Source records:
------------------------

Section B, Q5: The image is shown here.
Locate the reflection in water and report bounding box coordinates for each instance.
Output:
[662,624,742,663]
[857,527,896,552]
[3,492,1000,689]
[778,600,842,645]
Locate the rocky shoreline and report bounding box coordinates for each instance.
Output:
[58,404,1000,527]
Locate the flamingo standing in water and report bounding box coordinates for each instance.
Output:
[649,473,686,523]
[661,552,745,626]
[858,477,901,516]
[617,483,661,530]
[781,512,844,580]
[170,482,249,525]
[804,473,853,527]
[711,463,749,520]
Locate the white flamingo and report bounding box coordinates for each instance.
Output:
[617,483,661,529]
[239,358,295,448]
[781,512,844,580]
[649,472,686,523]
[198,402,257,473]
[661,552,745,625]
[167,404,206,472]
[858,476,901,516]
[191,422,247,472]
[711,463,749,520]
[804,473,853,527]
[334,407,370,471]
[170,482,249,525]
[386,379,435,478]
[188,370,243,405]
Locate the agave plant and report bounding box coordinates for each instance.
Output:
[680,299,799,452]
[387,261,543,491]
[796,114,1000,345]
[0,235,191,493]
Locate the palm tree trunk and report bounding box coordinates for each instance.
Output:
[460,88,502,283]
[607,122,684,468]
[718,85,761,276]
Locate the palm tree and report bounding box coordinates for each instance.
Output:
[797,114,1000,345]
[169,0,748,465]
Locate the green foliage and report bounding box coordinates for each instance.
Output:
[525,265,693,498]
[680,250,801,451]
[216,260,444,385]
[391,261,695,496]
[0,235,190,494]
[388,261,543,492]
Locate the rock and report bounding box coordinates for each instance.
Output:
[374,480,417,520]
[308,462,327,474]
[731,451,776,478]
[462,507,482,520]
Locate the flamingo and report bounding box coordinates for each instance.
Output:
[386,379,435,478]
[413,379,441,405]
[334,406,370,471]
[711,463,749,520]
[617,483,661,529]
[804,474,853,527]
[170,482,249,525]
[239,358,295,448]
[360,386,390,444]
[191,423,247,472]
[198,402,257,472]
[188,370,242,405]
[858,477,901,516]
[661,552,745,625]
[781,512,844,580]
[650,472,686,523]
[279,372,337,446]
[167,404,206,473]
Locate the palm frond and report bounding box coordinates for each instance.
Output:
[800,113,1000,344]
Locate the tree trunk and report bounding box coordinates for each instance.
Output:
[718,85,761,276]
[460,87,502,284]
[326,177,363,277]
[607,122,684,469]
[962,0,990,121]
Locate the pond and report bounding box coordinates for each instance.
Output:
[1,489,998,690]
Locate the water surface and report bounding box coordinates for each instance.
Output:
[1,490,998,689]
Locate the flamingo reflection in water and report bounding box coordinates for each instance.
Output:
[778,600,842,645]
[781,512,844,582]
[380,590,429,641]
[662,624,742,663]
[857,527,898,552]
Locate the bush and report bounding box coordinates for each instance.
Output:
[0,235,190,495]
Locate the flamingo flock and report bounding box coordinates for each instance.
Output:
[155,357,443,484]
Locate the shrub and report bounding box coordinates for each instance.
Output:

------------------------

◆ **EXERCISE PROMPT**
Each record above has to be printed again, word for word.

◆ **SOLUTION TO THIS PROBLEM**
Section B, Q5: The image is shown here.
Locate the reflection in water and report bounding box coordinates for each instance.
Output:
[662,624,742,663]
[857,527,896,552]
[3,492,1000,689]
[778,600,842,645]
Locate the rocky shoreline and report bounding box coordinates for each instance.
Output:
[58,404,1000,527]
Locate the flamingo standing in water and report bounding box coordinates for each instance.
Output:
[649,473,686,523]
[661,552,745,626]
[858,477,901,516]
[617,483,661,530]
[781,512,844,580]
[170,482,249,525]
[804,473,853,527]
[711,463,749,520]
Locate the white flamingo and report bounding box coordinates for each instance.
Output:
[617,483,661,529]
[239,358,295,448]
[781,512,844,580]
[649,472,686,523]
[198,402,257,473]
[661,552,745,625]
[167,404,206,472]
[858,476,901,516]
[191,422,247,472]
[711,463,749,520]
[804,473,853,527]
[334,407,370,471]
[170,482,249,525]
[386,379,435,478]
[188,370,243,405]
Locate the agave plant and report bounding box coordinates for each instance.
Output:
[680,299,799,452]
[387,261,543,491]
[796,114,1000,345]
[0,235,191,493]
Locate the palm tree trunk and report bounding box coordinates for each instance.
Output:
[460,88,502,283]
[607,122,684,468]
[718,85,761,276]
Locate the palm tree and report bounding box coordinates for each instance.
Output:
[797,114,1000,345]
[169,0,748,465]
Locate the green foliage and report bounding box coordinates for each instance.
Output:
[525,265,693,498]
[680,250,801,451]
[216,260,444,385]
[391,261,695,496]
[0,235,190,494]
[388,261,543,492]
Locate the rock and report bounding box coordinates for each instance.
Output:
[374,480,417,520]
[308,462,327,474]
[731,451,776,478]
[462,507,482,520]
Locate the flamingo and report bounding box coordinates for each instance.
Output:
[386,379,435,478]
[413,379,441,405]
[334,406,370,471]
[711,463,749,520]
[617,483,661,529]
[804,474,853,527]
[170,482,249,525]
[239,358,295,448]
[360,386,390,444]
[191,423,247,472]
[198,402,257,472]
[188,370,242,405]
[858,477,901,516]
[661,552,745,625]
[781,512,844,580]
[650,472,686,523]
[279,372,337,446]
[167,404,206,473]
Locate the palm frond and report bounding box coordinates for each instance.
Output:
[800,113,1000,344]
Locate the tree trunk and report bounding box coordinates for each instance.
Output:
[718,85,761,276]
[460,87,502,284]
[326,177,363,277]
[607,122,684,469]
[962,0,990,121]
Locate the pond and report bounding box coordinates for each instance.
Output:
[1,489,998,690]
Locate the water surface and report bounding box coordinates for each instance.
Output:
[1,490,998,689]
Locate the flamingo reflection in water and report bounding box coordinates for each instance.
Output:
[778,600,842,645]
[781,512,844,582]
[380,590,429,641]
[662,624,742,663]
[857,527,898,552]
Locate the bush and report bounding box coordinates for each instance.
Output:
[0,235,190,495]
Locate the flamingo flock and report bounding box coordinates for each instance.
Output:
[155,357,443,484]
Locate the shrub and report bounding box coordinates for each instance.
Output:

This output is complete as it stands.